▶ [Passage for review]
[Start of Attachment]

Many onboard a crowded boat that sank off the coast of Bangladesh yesterday, which killed 15 women and children, were human trafficking victims being smuggled into Malaysia to become brides, international news agencies reported.
Seventy of the estimated 130 refugees on board the 13-meter long fishing trawler were rescued, Bangladeshi officials said.
Of the survivors, two are suspected traffickers who are being interrogated by the authorities, BBC Bengalireported.
Among the Rohingya refugees on the boat were young women who were to be smuggled into Malaysia as brides, Cox’s Bazaar police superintendent Masud Hossain said.
Naval officer in charge SM Zahidul Islam said patrolling naval and coastguard vessels found the capsized fishing trawler near the St Martins islands, and are searching for another boat believed to also be trafficking refugees.
“We haven't found any sign of the second boat yet. We will continue our operation," Islam said.
Those on board told rescuers they paid around forty thousand rupees (close to RM2,000) per head to traffickers to make the 2,000 kilometre journey, he said.
They also told rescuers they had relatives in Malaysia, he said.
In a joint statement, the International Organisation for Migration (IOM) and the UN refugee agency offered support for survivors.
"UNHCR and IOM are saddened by this tragic loss of life and, together with our other UN and NGO partners, are standing by to offer assistance to the (Bangladeshi) government in responding to the needs of the survivors, be it food, shelter, or medical (care)."

[End of Attachment]

▶ [Entries provided]

[Start of Attachment]

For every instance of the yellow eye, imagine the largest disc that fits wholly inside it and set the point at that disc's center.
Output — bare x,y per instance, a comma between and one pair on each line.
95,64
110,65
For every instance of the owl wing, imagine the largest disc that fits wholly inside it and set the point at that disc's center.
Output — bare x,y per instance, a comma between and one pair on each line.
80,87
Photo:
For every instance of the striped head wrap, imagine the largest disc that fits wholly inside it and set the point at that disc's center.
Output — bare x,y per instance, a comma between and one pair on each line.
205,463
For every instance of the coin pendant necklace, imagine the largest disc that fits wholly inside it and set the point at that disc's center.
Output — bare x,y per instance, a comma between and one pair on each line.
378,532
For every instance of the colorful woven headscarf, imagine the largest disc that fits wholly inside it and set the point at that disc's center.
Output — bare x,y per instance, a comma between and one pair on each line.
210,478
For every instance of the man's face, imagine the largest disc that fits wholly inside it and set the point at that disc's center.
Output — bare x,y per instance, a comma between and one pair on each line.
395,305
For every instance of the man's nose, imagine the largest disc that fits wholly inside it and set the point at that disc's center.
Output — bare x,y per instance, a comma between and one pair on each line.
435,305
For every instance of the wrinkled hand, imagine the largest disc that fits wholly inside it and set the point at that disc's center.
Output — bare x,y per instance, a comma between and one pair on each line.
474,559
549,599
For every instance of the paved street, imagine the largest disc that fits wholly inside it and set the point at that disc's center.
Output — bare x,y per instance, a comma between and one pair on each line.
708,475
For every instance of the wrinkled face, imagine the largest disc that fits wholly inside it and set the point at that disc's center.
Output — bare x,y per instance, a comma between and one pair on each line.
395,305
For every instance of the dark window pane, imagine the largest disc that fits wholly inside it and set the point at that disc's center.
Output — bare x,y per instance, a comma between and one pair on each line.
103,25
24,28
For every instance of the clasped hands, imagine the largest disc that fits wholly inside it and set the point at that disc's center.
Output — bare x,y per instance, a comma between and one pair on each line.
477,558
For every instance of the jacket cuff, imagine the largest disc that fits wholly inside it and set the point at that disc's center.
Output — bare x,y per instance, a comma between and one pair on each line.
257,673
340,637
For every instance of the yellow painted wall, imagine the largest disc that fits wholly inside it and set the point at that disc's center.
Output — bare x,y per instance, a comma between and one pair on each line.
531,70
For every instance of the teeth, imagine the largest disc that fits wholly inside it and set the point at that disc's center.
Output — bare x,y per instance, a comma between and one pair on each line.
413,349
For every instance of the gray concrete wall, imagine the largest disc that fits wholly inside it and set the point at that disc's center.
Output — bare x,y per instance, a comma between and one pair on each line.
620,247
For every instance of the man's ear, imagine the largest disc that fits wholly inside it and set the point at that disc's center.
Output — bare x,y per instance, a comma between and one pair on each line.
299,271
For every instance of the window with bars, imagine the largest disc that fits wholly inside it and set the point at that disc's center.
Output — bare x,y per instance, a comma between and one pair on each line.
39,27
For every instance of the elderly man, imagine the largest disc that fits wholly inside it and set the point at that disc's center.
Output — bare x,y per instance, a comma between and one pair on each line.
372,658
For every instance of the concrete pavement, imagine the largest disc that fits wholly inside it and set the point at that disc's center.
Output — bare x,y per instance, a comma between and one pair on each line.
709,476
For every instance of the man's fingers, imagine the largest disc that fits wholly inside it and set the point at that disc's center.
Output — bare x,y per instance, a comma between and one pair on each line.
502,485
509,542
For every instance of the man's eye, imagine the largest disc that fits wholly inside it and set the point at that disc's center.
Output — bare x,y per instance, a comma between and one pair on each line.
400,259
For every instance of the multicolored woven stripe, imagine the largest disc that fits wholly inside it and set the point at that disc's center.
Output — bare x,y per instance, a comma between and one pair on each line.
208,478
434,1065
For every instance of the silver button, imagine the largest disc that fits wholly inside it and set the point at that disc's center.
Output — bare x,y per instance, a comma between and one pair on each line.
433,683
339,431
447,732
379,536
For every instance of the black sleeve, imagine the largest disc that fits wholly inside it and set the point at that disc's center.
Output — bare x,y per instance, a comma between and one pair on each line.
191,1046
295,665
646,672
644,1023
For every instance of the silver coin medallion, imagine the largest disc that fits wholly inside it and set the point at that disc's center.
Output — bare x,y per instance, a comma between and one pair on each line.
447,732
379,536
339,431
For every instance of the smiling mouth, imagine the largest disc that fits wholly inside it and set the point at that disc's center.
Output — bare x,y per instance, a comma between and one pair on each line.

[End of Attachment]

▶ [What to work on]
1 - Reproduce word for word the stretch of the news report on the boat sinking off Bangladesh from "Seventy of the" through "be trafficking refugees.".
2 - Pick up the news report on the boat sinking off Bangladesh after its final sentence and carry it on.
The records can be set aside here.

▶ [Numbered responses]
1 -
Seventy of the estimated 130 refugees on board the 13-meter long fishing trawler were rescued, Bangladeshi officials said.
Of the survivors, two are suspected traffickers who are being interrogated by the authorities, BBC Bengalireported.
Among the Rohingya refugees on the boat were young women who were to be smuggled into Malaysia as brides, Cox’s Bazaar police superintendent Masud Hossain said.
Naval officer in charge SM Zahidul Islam said patrolling naval and coastguard vessels found the capsized fishing trawler near the St Martins islands, and are searching for another boat believed to also be trafficking refugees.

2 -
An estimated one million Rohingya people have tried to cross the seas to reach Malaysia from the overcrowded refugee camps of Cox’s Bazaar in Bangladesh, Al Jazeerareported.
Earlier, the news network also reported how Rohingya women and girls are trafficked from these refugee camps to become brides for Rohingya men living in Malaysia.
Since last year, Bangladesh enforcement agencies have picked up more than 500 Rohingya as they waited to board boats to leave Bangladesh.
At least seven suspected traffickers were shot dead in 2019 in clashes with police, it reported.
Trafficking increases during the November to March period when the sea is calmer, making it possible for small fishing trawlers to make the trip. In 2015, an estimated 25,000 Rohingya left Bangladesh and Myanmar on boats trying to get to Thailand, Malaysia and Indonesia. Many of those boats sank.